> **INSTRUCTIONS FOR THE TASK**: Reproduce the stretch from the line that contains "Where can the outstretched" through the end of the entries, requests included, with each point coordinate in the answers multiplied by 1.5 and rounded to a whole number, halves rounded up. Leave the pictures out.

(Dataset entries showing where objects appear)

= = =

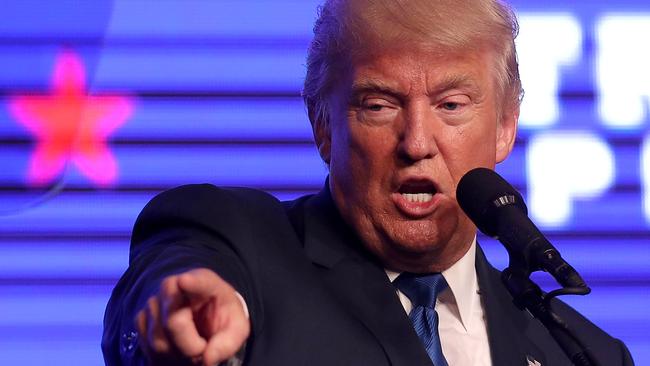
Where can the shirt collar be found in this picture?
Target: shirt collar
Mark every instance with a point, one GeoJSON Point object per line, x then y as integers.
{"type": "Point", "coordinates": [461, 278]}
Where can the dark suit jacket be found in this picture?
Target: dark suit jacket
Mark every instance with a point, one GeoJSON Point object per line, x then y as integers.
{"type": "Point", "coordinates": [315, 296]}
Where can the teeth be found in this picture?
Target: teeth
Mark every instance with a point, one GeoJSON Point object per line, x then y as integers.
{"type": "Point", "coordinates": [418, 197]}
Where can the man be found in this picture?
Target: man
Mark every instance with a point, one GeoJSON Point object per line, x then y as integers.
{"type": "Point", "coordinates": [404, 97]}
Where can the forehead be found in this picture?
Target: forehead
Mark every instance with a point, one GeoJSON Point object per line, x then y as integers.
{"type": "Point", "coordinates": [406, 69]}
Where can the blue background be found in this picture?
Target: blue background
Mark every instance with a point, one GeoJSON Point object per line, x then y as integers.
{"type": "Point", "coordinates": [216, 87]}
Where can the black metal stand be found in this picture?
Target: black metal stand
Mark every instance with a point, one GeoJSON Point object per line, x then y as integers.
{"type": "Point", "coordinates": [528, 295]}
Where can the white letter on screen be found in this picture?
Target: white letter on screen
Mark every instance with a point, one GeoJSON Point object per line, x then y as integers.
{"type": "Point", "coordinates": [623, 69]}
{"type": "Point", "coordinates": [563, 166]}
{"type": "Point", "coordinates": [545, 43]}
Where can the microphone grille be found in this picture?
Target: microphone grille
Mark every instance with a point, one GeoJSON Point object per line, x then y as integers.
{"type": "Point", "coordinates": [480, 192]}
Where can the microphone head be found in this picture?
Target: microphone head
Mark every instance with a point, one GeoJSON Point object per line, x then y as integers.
{"type": "Point", "coordinates": [481, 193]}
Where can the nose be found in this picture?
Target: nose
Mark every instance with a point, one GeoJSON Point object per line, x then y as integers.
{"type": "Point", "coordinates": [417, 138]}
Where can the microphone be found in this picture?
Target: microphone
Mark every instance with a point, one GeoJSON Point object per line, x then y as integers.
{"type": "Point", "coordinates": [499, 211]}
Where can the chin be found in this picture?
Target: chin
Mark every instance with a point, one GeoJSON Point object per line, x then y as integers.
{"type": "Point", "coordinates": [420, 238]}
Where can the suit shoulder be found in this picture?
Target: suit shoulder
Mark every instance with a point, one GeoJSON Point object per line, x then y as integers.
{"type": "Point", "coordinates": [204, 205]}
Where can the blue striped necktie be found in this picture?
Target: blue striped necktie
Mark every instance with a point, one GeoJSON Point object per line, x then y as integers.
{"type": "Point", "coordinates": [423, 290]}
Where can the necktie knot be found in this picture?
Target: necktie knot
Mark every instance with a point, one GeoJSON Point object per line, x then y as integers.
{"type": "Point", "coordinates": [422, 290]}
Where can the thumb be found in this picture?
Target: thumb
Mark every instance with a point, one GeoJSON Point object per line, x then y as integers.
{"type": "Point", "coordinates": [201, 284]}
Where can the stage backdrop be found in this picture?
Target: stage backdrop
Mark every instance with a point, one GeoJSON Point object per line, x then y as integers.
{"type": "Point", "coordinates": [103, 104]}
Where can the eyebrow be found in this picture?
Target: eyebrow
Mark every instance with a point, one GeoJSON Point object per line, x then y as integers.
{"type": "Point", "coordinates": [375, 86]}
{"type": "Point", "coordinates": [464, 81]}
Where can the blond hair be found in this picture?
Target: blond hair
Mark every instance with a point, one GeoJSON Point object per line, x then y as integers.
{"type": "Point", "coordinates": [345, 29]}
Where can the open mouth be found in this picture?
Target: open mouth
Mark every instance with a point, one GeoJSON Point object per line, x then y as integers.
{"type": "Point", "coordinates": [418, 191]}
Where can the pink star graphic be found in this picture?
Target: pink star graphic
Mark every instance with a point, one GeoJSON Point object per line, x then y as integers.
{"type": "Point", "coordinates": [70, 126]}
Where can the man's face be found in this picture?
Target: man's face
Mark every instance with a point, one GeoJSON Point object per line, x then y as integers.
{"type": "Point", "coordinates": [404, 129]}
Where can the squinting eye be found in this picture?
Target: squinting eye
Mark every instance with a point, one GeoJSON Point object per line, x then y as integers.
{"type": "Point", "coordinates": [450, 106]}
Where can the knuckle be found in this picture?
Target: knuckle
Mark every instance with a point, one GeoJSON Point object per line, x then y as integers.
{"type": "Point", "coordinates": [159, 345]}
{"type": "Point", "coordinates": [167, 285]}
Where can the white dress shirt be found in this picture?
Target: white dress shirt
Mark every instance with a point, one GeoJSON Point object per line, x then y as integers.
{"type": "Point", "coordinates": [462, 325]}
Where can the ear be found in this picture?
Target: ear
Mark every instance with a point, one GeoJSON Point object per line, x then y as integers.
{"type": "Point", "coordinates": [506, 132]}
{"type": "Point", "coordinates": [323, 138]}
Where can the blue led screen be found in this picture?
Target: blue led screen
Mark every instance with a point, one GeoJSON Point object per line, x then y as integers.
{"type": "Point", "coordinates": [103, 104]}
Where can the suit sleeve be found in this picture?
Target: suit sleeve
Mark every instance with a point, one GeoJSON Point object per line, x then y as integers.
{"type": "Point", "coordinates": [185, 228]}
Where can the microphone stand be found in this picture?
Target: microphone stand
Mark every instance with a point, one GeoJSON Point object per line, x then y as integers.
{"type": "Point", "coordinates": [528, 295]}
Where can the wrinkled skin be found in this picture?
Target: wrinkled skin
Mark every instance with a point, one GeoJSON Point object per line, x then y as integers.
{"type": "Point", "coordinates": [410, 121]}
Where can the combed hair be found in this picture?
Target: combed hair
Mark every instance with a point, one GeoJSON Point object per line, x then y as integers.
{"type": "Point", "coordinates": [347, 28]}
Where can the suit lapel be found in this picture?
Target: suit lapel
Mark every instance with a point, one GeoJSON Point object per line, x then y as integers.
{"type": "Point", "coordinates": [357, 281]}
{"type": "Point", "coordinates": [508, 326]}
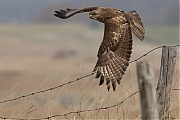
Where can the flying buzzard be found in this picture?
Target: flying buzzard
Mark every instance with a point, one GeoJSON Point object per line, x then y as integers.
{"type": "Point", "coordinates": [115, 50]}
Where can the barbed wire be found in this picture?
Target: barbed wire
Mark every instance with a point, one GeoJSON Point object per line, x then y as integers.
{"type": "Point", "coordinates": [49, 89]}
{"type": "Point", "coordinates": [76, 112]}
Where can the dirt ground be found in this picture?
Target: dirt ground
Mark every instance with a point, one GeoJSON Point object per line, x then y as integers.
{"type": "Point", "coordinates": [38, 57]}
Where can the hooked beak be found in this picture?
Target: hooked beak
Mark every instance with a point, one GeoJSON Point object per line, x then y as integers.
{"type": "Point", "coordinates": [90, 15]}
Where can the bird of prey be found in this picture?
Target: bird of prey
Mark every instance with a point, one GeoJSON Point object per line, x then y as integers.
{"type": "Point", "coordinates": [115, 50]}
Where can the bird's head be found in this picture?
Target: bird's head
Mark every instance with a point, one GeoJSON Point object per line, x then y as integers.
{"type": "Point", "coordinates": [94, 15]}
{"type": "Point", "coordinates": [101, 14]}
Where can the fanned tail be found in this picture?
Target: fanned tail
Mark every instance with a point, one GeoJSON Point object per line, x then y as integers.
{"type": "Point", "coordinates": [136, 24]}
{"type": "Point", "coordinates": [110, 67]}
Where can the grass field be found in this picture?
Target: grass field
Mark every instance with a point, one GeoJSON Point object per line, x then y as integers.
{"type": "Point", "coordinates": [38, 57]}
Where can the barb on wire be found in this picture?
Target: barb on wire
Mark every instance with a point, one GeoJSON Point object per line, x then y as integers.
{"type": "Point", "coordinates": [150, 52]}
{"type": "Point", "coordinates": [76, 112]}
{"type": "Point", "coordinates": [46, 90]}
{"type": "Point", "coordinates": [49, 89]}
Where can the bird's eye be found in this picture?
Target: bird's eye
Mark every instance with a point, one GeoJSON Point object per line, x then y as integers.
{"type": "Point", "coordinates": [93, 13]}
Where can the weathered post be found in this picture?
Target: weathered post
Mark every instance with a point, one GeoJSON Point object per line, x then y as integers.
{"type": "Point", "coordinates": [168, 61]}
{"type": "Point", "coordinates": [147, 90]}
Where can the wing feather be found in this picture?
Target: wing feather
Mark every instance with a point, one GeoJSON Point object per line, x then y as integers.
{"type": "Point", "coordinates": [64, 14]}
{"type": "Point", "coordinates": [114, 53]}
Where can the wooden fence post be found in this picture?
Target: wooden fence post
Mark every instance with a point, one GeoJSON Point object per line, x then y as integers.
{"type": "Point", "coordinates": [168, 61]}
{"type": "Point", "coordinates": [147, 90]}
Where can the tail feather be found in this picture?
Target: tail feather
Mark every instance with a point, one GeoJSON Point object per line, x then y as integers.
{"type": "Point", "coordinates": [136, 24]}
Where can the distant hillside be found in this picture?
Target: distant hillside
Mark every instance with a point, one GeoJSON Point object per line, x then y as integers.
{"type": "Point", "coordinates": [28, 11]}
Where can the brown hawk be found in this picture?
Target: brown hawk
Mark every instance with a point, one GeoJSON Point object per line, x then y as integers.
{"type": "Point", "coordinates": [115, 50]}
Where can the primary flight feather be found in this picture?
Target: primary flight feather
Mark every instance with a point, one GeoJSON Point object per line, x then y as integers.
{"type": "Point", "coordinates": [115, 50]}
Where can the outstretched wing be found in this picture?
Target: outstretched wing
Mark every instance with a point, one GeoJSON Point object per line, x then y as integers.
{"type": "Point", "coordinates": [64, 14]}
{"type": "Point", "coordinates": [114, 54]}
{"type": "Point", "coordinates": [136, 24]}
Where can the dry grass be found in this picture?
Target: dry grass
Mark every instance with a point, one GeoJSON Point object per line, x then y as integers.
{"type": "Point", "coordinates": [34, 58]}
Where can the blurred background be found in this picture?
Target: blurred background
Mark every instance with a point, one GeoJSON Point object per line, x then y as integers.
{"type": "Point", "coordinates": [38, 50]}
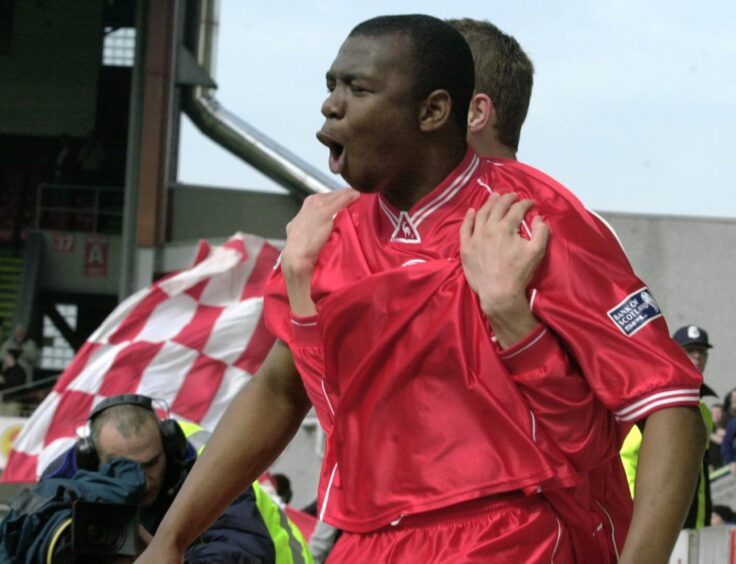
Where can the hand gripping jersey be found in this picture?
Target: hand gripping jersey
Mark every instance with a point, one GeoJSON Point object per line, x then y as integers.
{"type": "Point", "coordinates": [421, 407]}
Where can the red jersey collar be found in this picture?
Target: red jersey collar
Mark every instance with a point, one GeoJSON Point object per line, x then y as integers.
{"type": "Point", "coordinates": [405, 224]}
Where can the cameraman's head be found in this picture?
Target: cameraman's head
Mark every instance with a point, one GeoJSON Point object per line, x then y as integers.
{"type": "Point", "coordinates": [133, 432]}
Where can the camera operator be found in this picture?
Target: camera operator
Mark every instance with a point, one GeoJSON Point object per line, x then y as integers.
{"type": "Point", "coordinates": [252, 529]}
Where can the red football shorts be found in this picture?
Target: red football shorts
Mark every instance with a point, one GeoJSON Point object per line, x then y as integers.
{"type": "Point", "coordinates": [510, 528]}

= = =

> **RESPONSE TO THIS EXERCISE**:
Where can the outstretched wing be found in this picture?
Target: outstretched wing
Mark every instance with a point, one GeoJSON Point object per line, x then y as integers.
{"type": "Point", "coordinates": [96, 21]}
{"type": "Point", "coordinates": [171, 81]}
{"type": "Point", "coordinates": [204, 36]}
Where can the dry grass be found in this picture?
Target: dry grass
Mark every instance with a point, one GeoJSON Point object per line, x then y as integers.
{"type": "Point", "coordinates": [51, 87]}
Where can the blurred background be found in this picture?
Target: blurred background
Mark every instance with a point, one GeoJSON Point object per line, x then y as integers.
{"type": "Point", "coordinates": [57, 75]}
Where can the hand gripping jersey be found in this picture?
Target: hand gripping jersey
Mark every instance with a point, one GeoJSON Point object per line, x then y as integers.
{"type": "Point", "coordinates": [632, 611]}
Where can the red jersey collar be found in this picture?
Target: red jersey collar
Mark every instance with a point, one GeoJSON Point object per line, x then y as integers.
{"type": "Point", "coordinates": [608, 336]}
Where can the cameraman's head be found in this picture?
Target: cameraman's head
Mark every instance with a point, one GeoJSON Point object per line, x then y as integers.
{"type": "Point", "coordinates": [200, 648]}
Where can the camera operator be found in this picture?
Target: camera operator
Mark every instance with a point, one GeoJSON Point object per line, x then y as integers.
{"type": "Point", "coordinates": [378, 794]}
Where can the red football shorts be found in this picture?
Target: red football shorts
Mark every instance with a point, one GeoJSON Point object per line, x then y as integers.
{"type": "Point", "coordinates": [765, 792]}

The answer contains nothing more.